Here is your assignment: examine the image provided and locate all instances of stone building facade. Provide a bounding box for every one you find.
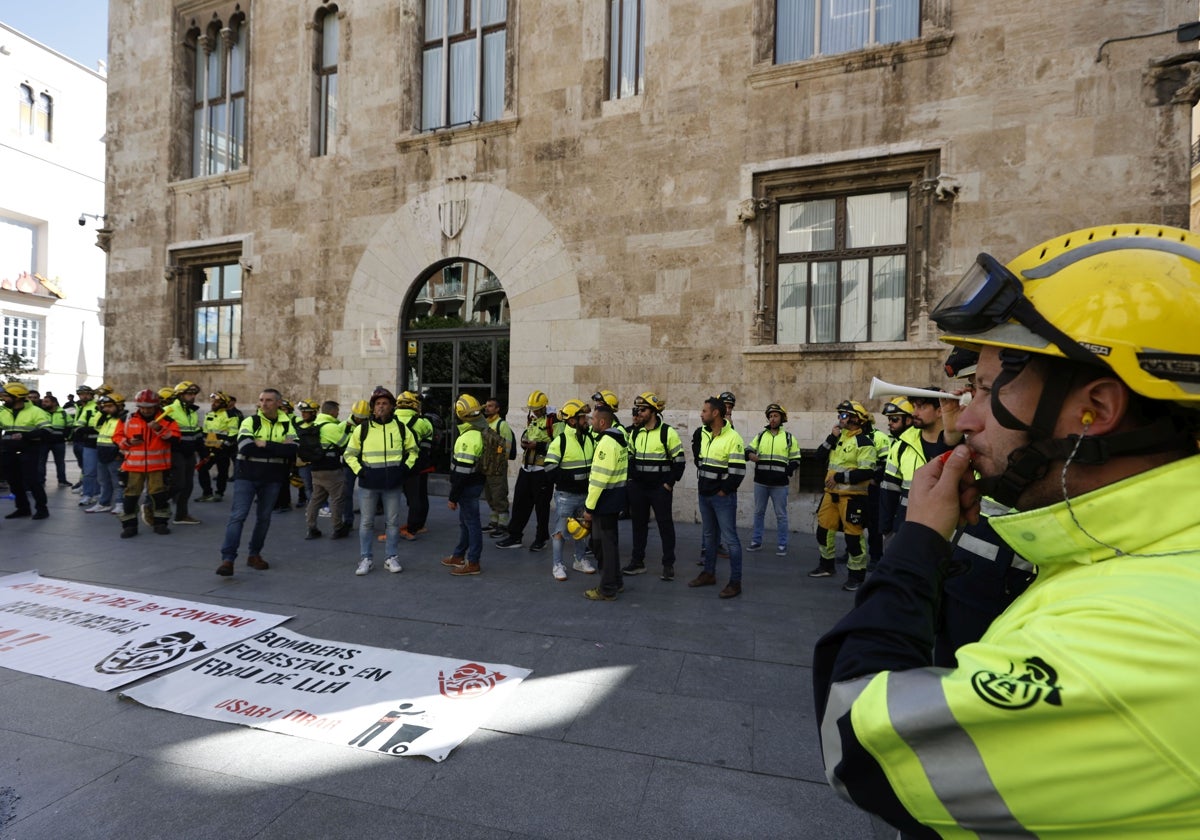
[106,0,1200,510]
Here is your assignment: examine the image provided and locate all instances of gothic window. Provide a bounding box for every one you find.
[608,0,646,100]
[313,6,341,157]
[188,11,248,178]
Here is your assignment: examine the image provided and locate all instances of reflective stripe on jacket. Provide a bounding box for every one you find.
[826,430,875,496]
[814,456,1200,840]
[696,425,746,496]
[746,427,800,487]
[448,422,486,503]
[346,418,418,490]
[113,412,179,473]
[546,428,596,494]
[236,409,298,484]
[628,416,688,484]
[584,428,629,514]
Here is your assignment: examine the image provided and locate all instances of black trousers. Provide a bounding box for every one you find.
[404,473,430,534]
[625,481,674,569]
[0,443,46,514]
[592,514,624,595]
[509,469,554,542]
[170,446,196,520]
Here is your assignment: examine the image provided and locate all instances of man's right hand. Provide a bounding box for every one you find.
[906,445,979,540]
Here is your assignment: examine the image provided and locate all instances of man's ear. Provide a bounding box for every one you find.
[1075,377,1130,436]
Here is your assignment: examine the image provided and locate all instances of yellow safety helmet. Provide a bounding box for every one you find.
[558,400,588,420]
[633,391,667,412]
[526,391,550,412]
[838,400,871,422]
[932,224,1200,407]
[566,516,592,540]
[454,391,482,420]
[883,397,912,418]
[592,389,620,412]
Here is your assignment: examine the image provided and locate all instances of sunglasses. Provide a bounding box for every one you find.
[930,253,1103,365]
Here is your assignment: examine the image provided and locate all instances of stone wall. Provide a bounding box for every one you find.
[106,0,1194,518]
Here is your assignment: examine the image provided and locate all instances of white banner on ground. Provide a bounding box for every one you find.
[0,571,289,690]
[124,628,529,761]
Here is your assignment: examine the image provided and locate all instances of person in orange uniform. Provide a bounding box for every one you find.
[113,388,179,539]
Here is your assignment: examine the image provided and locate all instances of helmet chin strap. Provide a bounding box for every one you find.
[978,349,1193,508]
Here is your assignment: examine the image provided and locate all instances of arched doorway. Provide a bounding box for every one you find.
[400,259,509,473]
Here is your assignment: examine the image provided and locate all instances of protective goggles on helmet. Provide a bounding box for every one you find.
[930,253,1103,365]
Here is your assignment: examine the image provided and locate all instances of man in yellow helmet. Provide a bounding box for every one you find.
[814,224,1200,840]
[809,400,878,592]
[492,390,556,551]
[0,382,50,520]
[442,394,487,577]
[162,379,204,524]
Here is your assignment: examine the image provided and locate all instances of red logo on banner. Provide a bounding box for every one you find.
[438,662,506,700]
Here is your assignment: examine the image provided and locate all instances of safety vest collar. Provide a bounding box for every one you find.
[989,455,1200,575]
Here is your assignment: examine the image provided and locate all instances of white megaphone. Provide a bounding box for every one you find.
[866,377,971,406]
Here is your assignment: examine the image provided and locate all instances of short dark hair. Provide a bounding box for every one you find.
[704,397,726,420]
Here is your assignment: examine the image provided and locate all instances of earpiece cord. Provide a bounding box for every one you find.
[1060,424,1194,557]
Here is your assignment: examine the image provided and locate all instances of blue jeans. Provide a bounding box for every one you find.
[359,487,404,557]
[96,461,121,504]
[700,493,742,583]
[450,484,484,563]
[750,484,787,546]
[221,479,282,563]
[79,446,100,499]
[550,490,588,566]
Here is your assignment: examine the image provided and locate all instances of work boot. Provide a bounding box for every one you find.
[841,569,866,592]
:::
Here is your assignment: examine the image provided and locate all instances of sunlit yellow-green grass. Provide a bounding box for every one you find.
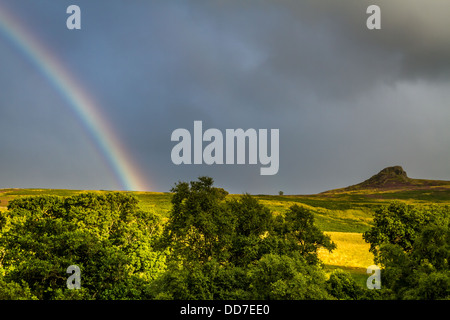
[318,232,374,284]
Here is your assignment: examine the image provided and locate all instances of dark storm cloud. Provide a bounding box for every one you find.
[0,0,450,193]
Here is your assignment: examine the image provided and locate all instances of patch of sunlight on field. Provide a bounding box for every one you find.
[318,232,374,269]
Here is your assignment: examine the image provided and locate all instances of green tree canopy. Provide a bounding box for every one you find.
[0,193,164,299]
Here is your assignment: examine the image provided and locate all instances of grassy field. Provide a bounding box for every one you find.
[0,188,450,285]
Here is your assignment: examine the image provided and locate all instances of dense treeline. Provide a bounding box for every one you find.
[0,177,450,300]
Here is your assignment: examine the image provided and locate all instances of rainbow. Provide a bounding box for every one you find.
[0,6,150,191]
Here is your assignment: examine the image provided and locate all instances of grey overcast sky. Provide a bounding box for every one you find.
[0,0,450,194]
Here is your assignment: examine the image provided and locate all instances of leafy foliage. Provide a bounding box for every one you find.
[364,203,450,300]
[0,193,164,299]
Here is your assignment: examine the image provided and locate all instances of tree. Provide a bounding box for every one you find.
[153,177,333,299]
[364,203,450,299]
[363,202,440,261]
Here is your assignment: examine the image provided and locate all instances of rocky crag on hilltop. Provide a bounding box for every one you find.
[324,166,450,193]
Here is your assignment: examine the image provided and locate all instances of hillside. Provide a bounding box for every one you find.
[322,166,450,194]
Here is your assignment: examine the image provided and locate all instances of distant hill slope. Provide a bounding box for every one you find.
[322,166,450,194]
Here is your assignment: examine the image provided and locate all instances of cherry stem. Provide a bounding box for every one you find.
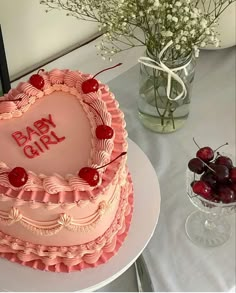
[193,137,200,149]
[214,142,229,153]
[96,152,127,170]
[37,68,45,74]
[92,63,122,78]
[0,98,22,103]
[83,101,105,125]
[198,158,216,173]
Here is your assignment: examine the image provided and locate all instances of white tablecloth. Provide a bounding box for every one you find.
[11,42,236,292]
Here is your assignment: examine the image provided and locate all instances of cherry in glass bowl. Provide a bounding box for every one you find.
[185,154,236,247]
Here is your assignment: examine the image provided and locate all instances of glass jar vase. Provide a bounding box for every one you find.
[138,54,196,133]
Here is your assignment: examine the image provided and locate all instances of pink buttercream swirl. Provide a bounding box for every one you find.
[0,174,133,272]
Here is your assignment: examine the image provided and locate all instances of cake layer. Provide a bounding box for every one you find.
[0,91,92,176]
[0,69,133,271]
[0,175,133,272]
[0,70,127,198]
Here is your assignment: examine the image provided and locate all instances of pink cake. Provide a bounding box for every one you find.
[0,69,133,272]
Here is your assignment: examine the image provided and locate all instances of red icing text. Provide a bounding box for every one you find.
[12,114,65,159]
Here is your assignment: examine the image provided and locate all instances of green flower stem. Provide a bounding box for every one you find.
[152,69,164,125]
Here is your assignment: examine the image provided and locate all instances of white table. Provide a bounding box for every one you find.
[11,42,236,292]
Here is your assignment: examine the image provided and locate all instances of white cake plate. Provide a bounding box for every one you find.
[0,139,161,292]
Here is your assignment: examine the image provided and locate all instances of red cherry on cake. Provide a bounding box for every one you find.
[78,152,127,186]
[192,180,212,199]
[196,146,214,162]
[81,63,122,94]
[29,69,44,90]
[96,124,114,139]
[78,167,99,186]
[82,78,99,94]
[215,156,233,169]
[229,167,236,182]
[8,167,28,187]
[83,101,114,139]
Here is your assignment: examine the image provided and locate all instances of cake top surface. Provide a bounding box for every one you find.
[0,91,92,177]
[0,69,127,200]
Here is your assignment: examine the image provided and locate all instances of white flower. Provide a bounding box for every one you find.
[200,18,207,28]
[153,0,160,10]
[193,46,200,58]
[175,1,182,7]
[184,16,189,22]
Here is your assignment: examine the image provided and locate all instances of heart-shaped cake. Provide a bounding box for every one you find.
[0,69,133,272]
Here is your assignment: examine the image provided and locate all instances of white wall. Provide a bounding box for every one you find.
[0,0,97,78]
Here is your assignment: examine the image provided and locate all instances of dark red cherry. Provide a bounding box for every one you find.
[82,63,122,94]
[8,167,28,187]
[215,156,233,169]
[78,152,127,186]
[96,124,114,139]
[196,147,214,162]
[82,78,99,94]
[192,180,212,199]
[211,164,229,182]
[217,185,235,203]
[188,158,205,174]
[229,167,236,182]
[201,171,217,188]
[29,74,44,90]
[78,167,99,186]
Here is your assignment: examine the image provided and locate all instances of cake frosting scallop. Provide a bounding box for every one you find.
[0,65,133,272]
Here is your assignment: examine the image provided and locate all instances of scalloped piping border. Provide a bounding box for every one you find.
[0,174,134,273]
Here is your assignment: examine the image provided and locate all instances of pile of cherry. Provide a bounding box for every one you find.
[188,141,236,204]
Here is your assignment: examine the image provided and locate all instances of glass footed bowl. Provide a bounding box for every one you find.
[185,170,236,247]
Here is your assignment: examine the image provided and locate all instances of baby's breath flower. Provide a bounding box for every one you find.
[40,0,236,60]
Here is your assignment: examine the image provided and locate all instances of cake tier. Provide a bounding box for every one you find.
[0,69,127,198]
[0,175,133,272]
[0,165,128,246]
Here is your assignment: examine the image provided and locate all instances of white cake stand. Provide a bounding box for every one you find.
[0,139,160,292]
:::
Directions for this task: Rewrite the listing from the line with "of stone building" to the line with "[188,11,248,178]", requests included, and shift every bounding box coordinate in the answers up by 116. Omit the pictures.

The result:
Here is your assignment: examine the image provided and locate all instances of stone building facade. Provide a bounding box for every one you find.
[222,116,1316,626]
Here is your assignment: examine the image provided and locate all instances of gothic window. Provide a bounding box for every one you find.
[724,116,762,216]
[429,122,457,273]
[304,127,364,294]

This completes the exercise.